**DATA SUPPLIED:**
--------------------

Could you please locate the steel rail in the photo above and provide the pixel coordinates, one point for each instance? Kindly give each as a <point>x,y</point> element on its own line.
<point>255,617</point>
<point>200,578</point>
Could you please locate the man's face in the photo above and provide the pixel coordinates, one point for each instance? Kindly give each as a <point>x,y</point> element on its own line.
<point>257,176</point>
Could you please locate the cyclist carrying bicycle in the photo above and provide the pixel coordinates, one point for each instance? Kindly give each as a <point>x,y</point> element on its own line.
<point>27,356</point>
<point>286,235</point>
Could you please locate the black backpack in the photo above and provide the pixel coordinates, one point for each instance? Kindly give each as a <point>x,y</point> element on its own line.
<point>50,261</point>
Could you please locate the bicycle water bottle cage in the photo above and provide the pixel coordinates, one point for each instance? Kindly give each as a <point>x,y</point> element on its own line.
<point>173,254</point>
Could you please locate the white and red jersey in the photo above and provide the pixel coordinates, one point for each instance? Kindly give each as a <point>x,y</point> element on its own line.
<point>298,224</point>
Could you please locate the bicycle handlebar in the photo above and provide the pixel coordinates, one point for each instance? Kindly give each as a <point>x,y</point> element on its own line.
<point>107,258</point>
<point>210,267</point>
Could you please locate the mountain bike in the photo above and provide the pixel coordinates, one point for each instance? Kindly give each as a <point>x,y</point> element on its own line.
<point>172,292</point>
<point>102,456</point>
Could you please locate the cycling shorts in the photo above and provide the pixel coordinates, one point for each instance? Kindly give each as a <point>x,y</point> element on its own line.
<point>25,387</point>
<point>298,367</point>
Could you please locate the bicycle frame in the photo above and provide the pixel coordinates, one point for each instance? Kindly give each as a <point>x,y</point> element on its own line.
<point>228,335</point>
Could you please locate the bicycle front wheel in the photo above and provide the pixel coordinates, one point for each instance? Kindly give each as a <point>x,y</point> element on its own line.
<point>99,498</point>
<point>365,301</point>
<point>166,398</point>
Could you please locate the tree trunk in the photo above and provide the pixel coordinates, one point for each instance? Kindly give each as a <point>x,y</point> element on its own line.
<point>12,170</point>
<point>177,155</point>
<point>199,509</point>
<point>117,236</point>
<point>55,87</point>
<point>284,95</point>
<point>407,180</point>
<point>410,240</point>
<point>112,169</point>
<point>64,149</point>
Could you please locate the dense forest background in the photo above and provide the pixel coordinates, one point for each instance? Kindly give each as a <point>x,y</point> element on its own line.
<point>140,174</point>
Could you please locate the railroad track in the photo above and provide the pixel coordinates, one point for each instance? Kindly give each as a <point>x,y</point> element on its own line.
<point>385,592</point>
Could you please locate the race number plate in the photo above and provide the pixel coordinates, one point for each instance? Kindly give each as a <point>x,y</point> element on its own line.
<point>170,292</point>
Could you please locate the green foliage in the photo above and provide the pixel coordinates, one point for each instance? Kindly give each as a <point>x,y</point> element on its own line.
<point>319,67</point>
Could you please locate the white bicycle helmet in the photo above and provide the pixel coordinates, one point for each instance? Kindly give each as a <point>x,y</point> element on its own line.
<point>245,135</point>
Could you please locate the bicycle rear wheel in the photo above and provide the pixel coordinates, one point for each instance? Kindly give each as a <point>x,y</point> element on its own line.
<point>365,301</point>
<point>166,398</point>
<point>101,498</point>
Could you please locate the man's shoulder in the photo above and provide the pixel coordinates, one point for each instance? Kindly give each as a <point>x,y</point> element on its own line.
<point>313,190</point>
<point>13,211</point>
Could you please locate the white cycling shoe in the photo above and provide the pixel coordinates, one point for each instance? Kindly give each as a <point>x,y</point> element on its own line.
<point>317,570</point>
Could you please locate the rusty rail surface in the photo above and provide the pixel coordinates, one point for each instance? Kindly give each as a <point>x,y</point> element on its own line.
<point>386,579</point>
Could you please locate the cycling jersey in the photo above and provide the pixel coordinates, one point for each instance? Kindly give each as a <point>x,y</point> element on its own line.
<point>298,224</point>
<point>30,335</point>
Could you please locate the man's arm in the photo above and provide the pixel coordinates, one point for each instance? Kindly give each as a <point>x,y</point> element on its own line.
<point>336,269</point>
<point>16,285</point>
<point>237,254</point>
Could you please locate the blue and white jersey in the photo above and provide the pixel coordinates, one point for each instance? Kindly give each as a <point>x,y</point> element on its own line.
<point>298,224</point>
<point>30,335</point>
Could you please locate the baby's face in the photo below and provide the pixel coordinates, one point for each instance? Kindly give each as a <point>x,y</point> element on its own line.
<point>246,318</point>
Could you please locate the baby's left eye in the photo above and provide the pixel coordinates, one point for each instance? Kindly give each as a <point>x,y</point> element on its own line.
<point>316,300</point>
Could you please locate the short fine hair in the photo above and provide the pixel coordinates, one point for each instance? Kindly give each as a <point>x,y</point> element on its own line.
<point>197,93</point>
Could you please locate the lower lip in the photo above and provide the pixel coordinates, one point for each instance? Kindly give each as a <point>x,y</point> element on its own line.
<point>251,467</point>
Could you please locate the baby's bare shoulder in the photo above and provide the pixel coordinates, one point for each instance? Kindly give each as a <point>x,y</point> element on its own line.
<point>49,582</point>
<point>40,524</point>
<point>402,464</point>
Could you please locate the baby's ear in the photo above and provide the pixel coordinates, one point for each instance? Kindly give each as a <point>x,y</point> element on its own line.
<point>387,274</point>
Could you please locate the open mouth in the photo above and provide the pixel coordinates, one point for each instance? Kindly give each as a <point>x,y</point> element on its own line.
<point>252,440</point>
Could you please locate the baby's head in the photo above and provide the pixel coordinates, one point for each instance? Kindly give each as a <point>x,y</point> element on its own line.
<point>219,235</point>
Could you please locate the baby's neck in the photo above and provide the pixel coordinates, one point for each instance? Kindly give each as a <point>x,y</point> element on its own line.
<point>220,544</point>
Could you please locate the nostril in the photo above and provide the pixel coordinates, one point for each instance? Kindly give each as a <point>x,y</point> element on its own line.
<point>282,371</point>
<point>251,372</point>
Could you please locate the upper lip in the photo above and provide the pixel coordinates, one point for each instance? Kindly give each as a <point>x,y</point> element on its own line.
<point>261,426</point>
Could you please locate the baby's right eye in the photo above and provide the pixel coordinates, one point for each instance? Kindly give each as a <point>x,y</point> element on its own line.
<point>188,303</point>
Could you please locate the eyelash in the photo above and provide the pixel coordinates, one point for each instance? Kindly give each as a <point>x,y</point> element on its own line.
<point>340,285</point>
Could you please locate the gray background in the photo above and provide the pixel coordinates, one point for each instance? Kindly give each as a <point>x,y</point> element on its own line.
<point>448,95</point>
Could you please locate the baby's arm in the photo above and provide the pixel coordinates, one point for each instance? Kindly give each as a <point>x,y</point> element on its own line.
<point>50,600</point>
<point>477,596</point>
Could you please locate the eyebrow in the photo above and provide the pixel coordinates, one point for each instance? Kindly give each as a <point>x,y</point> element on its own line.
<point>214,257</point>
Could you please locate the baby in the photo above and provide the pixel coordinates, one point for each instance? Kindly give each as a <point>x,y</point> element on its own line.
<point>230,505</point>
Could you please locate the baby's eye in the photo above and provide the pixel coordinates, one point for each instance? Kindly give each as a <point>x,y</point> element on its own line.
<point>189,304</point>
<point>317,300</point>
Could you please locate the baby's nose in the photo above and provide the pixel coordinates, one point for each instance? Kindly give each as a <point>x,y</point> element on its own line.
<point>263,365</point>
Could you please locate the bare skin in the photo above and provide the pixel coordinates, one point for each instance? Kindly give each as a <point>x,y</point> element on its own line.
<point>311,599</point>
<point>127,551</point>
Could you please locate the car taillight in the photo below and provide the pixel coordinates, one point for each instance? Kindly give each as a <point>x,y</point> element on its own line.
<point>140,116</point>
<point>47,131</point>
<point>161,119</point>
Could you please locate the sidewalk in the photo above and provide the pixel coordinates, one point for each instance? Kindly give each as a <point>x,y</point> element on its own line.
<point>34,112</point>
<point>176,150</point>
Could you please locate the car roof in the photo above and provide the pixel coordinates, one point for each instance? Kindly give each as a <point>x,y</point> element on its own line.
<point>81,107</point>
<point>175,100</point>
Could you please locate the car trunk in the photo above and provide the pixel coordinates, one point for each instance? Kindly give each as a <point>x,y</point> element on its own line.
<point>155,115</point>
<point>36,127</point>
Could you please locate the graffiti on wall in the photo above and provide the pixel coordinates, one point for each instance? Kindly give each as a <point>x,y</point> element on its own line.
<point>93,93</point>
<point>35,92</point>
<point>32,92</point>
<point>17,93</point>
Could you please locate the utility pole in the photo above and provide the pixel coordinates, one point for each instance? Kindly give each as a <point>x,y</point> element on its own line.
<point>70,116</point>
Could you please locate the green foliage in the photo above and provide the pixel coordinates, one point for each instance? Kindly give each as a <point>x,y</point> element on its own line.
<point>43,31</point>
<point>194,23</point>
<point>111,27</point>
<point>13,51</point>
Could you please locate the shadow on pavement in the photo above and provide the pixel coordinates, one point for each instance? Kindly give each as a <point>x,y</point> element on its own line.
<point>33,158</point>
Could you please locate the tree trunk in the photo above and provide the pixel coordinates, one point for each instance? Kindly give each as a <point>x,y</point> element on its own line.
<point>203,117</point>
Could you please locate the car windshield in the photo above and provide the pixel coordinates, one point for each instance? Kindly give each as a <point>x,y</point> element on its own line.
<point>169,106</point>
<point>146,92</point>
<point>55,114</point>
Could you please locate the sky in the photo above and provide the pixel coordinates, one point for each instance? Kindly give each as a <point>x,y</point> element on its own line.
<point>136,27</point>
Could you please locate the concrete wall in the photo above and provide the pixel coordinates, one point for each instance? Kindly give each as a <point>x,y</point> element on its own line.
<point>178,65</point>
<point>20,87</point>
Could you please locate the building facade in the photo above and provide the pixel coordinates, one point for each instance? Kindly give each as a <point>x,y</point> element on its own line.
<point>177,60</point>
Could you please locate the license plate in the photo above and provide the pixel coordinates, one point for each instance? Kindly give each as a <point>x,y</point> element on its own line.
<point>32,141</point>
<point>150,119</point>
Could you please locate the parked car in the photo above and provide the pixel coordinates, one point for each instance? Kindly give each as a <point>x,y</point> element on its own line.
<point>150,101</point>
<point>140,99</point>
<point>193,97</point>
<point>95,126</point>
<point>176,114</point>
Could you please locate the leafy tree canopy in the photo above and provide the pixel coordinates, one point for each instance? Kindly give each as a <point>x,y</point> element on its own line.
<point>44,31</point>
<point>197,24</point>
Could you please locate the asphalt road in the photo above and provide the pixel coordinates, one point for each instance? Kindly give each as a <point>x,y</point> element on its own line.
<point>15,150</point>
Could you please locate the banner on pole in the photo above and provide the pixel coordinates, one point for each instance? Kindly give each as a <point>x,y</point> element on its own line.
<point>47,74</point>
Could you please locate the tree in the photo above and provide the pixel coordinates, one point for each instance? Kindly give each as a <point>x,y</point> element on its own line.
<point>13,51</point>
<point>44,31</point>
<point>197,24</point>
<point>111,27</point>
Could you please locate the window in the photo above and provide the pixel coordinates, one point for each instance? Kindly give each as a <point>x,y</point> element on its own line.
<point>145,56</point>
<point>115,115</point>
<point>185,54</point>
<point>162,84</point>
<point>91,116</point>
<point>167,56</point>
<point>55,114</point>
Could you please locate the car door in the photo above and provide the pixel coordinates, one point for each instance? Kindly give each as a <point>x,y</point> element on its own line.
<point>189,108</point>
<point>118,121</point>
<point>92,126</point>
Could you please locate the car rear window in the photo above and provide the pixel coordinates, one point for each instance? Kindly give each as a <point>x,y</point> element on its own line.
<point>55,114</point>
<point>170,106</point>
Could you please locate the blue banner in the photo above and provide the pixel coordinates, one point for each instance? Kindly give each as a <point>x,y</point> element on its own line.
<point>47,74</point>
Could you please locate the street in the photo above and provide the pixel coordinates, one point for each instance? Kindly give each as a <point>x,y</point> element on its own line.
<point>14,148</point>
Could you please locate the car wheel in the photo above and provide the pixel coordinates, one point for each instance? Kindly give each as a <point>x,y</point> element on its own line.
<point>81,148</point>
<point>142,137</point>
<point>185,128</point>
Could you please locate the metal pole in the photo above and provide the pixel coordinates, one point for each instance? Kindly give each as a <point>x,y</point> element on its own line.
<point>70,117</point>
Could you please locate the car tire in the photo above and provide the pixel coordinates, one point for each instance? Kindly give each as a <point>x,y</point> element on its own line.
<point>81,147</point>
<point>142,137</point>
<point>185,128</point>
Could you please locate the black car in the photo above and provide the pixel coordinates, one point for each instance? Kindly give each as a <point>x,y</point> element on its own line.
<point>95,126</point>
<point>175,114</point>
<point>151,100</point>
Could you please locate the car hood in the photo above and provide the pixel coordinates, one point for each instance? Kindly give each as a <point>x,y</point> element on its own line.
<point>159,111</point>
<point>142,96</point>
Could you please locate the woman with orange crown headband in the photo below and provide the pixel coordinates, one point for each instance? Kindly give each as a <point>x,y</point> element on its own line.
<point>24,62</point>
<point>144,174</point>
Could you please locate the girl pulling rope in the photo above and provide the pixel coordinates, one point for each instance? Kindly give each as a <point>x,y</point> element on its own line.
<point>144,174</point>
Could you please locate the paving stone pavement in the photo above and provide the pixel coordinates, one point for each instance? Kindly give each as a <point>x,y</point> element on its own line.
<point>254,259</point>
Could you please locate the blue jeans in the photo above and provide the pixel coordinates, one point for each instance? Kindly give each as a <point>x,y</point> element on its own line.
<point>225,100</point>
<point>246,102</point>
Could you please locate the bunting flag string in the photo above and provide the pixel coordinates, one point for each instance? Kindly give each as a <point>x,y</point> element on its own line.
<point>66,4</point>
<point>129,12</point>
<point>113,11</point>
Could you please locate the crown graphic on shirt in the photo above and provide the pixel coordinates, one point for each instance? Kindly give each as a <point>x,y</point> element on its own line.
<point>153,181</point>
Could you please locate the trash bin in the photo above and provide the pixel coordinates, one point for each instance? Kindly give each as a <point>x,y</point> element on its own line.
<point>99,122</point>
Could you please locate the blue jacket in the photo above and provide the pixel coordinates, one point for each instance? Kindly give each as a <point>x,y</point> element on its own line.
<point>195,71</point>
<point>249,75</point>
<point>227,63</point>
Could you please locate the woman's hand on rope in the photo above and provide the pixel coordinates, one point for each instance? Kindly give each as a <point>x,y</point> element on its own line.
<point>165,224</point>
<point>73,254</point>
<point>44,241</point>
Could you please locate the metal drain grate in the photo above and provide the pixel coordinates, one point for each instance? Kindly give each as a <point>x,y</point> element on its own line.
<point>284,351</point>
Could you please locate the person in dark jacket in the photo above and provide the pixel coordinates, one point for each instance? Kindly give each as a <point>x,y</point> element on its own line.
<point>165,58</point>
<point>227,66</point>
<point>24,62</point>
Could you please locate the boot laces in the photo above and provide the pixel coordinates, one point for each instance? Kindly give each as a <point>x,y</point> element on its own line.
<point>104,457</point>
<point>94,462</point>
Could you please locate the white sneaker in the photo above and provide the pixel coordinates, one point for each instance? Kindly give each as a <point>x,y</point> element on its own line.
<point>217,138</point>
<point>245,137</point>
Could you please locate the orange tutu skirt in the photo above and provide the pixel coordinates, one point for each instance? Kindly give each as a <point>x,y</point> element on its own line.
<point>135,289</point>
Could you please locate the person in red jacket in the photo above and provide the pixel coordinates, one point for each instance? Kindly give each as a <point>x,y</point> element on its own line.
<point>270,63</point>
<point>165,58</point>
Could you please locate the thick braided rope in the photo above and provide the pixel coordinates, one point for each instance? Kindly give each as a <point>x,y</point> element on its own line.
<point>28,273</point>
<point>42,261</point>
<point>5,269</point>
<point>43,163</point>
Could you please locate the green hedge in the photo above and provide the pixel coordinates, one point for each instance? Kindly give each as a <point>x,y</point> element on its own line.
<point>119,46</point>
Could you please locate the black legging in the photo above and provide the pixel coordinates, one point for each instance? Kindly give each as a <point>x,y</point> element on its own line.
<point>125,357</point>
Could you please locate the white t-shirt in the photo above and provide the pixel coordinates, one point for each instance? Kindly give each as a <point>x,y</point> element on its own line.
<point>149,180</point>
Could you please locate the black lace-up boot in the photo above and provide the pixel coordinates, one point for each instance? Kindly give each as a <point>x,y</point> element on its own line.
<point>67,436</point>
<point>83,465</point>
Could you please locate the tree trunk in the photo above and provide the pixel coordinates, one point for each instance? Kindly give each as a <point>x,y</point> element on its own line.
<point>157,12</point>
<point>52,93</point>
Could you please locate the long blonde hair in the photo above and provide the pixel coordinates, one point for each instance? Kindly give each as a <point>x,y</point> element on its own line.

--------------------

**YOUR OBJECTIVE:** Everything from the line with "Could you please locate the green hedge" to the end of the listing above needs to be duplicated exactly, both end lines included, with nothing more.

**SOLVED EXERCISE:**
Could you please locate the green hedge in the photo above and provide the pixel coordinates, one point for each instance? Kindly give each as a <point>x,y</point> element on its own line.
<point>119,46</point>
Could you please locate the black legging in the photo above and provide the pixel coordinates, one point for each instance? Kindly give each as a <point>x,y</point> element on its own line.
<point>125,357</point>
Could you please locate the white t-shirt in the photo above and provide the pixel coordinates, one point for each instance? Kindly give each as a <point>x,y</point> element on its own line.
<point>149,180</point>
Could you please locate the black lace-up boot in the photo above and provide the pixel coordinates, one point for each instance? Kindly give each as a <point>x,y</point> element on its own line.
<point>67,436</point>
<point>83,465</point>
Could you please locate the tree trunk in the photo above and provide the pixel coordinates, one point for each instance? Kindly give each as a <point>x,y</point> element on its own line.
<point>157,12</point>
<point>52,93</point>
Could you please locate the long blonde hair in the photo above and provide the pixel coordinates, one point for each instance? Kindly give each as a <point>x,y</point> element on its own line.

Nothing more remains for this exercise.